- **Page**
Dynamic Inter-Domain Feature Fusion Module: We construct a dynamic inter-domain feature integration module (DIFF) that combines large-kernel Depthwise Convolution with a Hadamard product-based attention mechanism. This design enables channel-wise importance modeling, facilitating the adaptive integration of spatial-domain contextual information and frequency-domain edge details. The module effectively mitigates domain discrepancy in feature distribution, enhancing the network’s ability to represent and discriminate complex crack morphologies.
Deformable Interactive Attention Detection Head: Building upon the Decoupled Head paradigm, we incorporate a DIA Module, which combines multi-scale pooling and dynamic modulation mechanisms. This detection head is capable of accurately perceiving grayscale, texture, and localized deformation features of cracks, thereby improving precision in localization and classification under challenging conditions.
Accordingly, this study aims to solve the following scientific problem: how to construct an efficient and generalizable detection framework capable of accurately identifying complex crack morphologies, including slender, low-contrast, and bifurcated structures, across varying environments. The scientific novelty of this work lies in the integration of frequency-domain analysis with spatial-domain modeling in a dual-backbone YOLO framework, the application of wavelet-enhanced feature encoding, and the DIFF module for adaptive inter-domain fusion. From a practical standpoint, it offers a scalable solution for automated crack inspection in cement-based infrastructure, with broad implications for civil safety monitoring, preventative maintenance, and structural health assessment.
3. Results
3.1. Experimental Setup
3.1.1. Datasets
The RDD2022 [
39] dataset comprises 26,341 road images from China, India, Japan, and Norway, thus providing a comprehensive representation of a diverse array of environmental conditions and breakage categories. As shown in
Figure 9, the dataset is annotated with approximately 65,000 instances of deterioration, which are classified into four categories: longitudinal crack (D00), transverse crack (D10), alligator crack (D20), and pothole (D30). The present study is principally concerned with the task of cement crack segmentation; as such, the cement data in the RDD2022 dataset are selected for research. Given the scarcity of pure cement crack data in the RDD2022 dataset, we retain some of the tarmac crack data with similar characteristics to the cement cracks in the data screening process, intending to ensure the diversity of the training data and enhance the model’s generalization ability.
The UAV-PDD2023 [
40] dataset serves as a benchmark for road damage detection, leveraging drone technology to enable efficient and cost-effective infrastructure monitoring. Captured at a standardized flight altitude of 30 m, the dataset consists of 2440 high-quality images with 11,158 meticulously labeled instances following the PASCAL VOC annotation format, ensuring consistent resolution and perspective for reliable analysis. As shown in
Figure 10, it provides precise annotations for six critical road damage categories—longitudinal cracks (LC), transverse cracks (TC), alligator cracks (AC), oblique cracks (OC), repair patches (RP), and potholes (PH)—offering comprehensive coverage of common deterioration patterns. The dataset is partitioned into training (70%), validation (20%), and test (10%) sets to facilitate robust model development and evaluation.

- **Given entries**
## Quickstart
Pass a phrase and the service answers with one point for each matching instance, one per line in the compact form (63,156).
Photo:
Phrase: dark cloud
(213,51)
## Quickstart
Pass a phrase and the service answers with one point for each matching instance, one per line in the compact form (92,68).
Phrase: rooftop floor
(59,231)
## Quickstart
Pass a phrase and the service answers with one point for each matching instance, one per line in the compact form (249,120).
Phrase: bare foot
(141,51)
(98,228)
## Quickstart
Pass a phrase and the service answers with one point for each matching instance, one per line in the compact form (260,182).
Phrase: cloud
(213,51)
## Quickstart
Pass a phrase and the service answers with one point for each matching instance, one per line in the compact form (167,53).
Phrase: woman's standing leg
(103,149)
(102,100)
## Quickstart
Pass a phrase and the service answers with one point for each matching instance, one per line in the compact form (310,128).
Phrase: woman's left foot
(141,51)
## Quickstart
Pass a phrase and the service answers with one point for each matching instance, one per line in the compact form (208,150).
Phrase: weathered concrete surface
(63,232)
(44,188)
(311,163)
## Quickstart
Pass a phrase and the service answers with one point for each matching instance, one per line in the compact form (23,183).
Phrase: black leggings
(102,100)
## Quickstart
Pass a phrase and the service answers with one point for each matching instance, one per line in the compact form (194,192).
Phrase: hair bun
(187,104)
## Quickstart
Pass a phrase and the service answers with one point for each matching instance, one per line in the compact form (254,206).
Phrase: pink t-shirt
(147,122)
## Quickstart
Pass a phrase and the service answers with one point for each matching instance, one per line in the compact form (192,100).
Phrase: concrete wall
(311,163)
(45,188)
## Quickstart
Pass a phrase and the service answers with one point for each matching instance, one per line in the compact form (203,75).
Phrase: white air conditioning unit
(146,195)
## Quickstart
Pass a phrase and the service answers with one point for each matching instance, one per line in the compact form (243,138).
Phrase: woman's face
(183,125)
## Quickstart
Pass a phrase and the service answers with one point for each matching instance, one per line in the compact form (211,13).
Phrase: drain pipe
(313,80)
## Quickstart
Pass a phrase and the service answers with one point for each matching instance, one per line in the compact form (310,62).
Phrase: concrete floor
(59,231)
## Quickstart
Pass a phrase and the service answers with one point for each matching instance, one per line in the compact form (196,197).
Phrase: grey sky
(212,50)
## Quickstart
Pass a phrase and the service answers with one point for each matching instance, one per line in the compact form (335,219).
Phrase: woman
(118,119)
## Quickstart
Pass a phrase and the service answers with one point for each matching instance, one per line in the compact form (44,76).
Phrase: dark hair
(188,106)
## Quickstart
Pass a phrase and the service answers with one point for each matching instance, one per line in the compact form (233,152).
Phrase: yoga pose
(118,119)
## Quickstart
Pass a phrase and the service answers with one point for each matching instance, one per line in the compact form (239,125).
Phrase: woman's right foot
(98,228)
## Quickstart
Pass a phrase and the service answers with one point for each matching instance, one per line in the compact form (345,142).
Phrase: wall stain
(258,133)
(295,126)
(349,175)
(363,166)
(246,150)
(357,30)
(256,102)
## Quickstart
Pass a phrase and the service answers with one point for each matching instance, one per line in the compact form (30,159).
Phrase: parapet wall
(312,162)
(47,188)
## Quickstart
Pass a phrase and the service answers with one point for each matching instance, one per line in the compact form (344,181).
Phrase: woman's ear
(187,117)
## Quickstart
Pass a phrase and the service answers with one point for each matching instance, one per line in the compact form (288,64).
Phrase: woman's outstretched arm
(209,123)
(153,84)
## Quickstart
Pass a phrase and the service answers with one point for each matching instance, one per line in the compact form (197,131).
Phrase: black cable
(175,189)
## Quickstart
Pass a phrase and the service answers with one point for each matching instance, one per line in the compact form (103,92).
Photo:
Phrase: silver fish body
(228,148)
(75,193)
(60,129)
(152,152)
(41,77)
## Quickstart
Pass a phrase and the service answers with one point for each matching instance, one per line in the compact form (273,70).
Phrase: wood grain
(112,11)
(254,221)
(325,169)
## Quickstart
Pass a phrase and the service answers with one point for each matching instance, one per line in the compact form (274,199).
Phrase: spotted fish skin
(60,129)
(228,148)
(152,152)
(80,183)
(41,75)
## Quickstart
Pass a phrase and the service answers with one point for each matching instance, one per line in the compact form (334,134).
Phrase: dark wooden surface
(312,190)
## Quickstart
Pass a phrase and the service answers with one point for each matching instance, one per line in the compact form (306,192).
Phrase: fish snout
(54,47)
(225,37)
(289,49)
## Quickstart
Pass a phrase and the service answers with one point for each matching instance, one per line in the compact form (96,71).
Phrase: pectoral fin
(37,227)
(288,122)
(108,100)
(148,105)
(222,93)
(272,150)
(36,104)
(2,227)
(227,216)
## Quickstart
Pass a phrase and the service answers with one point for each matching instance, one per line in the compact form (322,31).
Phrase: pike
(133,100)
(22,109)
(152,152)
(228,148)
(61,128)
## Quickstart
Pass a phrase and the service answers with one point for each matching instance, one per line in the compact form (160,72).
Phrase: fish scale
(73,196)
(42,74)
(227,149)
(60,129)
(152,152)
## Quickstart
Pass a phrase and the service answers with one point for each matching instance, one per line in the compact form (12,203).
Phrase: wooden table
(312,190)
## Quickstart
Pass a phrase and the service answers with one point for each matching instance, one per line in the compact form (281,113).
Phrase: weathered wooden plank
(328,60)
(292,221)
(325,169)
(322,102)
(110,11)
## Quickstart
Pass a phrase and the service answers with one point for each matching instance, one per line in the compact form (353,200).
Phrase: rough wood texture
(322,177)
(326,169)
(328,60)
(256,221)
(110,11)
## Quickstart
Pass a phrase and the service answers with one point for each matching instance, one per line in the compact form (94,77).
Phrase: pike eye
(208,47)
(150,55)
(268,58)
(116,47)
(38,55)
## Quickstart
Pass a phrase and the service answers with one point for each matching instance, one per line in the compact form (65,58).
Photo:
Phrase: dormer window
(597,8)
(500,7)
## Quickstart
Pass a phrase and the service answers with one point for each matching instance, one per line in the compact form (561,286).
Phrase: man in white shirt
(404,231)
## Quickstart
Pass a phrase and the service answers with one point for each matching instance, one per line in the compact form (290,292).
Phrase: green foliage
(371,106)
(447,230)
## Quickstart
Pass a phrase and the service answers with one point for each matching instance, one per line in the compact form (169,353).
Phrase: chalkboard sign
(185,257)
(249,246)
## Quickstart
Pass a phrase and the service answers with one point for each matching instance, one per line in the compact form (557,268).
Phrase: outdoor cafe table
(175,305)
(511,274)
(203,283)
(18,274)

- **Task requirements**
• a. From the crack-detection passage, print the part that opens with the words containing "Accordingly, this study" and closes with "structural health assessment.".
• b. For each statement below, answer yes or no according to the crack-detection passage and quote the words that decide it. (i) The UAV-PDD2023 images were taken at a flight altitude of 30 m. (ii) The RDD2022 road images come from five countries. (iii) The UAV-PDD2023 test set makes up 20% of the dataset.

- **Answers to the exercises**
• a.
Accordingly, this study aims to solve the following scientific problem: how to construct an efficient and generalizable detection framework capable of accurately identifying complex crack morphologies, including slender, low-contrast, and bifurcated structures, across varying environments. The scientific novelty of this work lies in the integration of frequency-domain analysis with spatial-domain modeling in a dual-backbone YOLO framework, the application of wavelet-enhanced feature encoding, and the DIFF module for adaptive inter-domain fusion. From a practical standpoint, it offers a scalable solution for automated crack inspection in cement-based infrastructure, with broad implications for civil safety monitoring, preventative maintenance, and structural health assessment.

• b.
(i) Yes: "Captured at a standardized flight altitude of 30 m"
(ii) No: "26,341 road images from China, India, Japan, and Norway"
(iii) No: "test (10%)"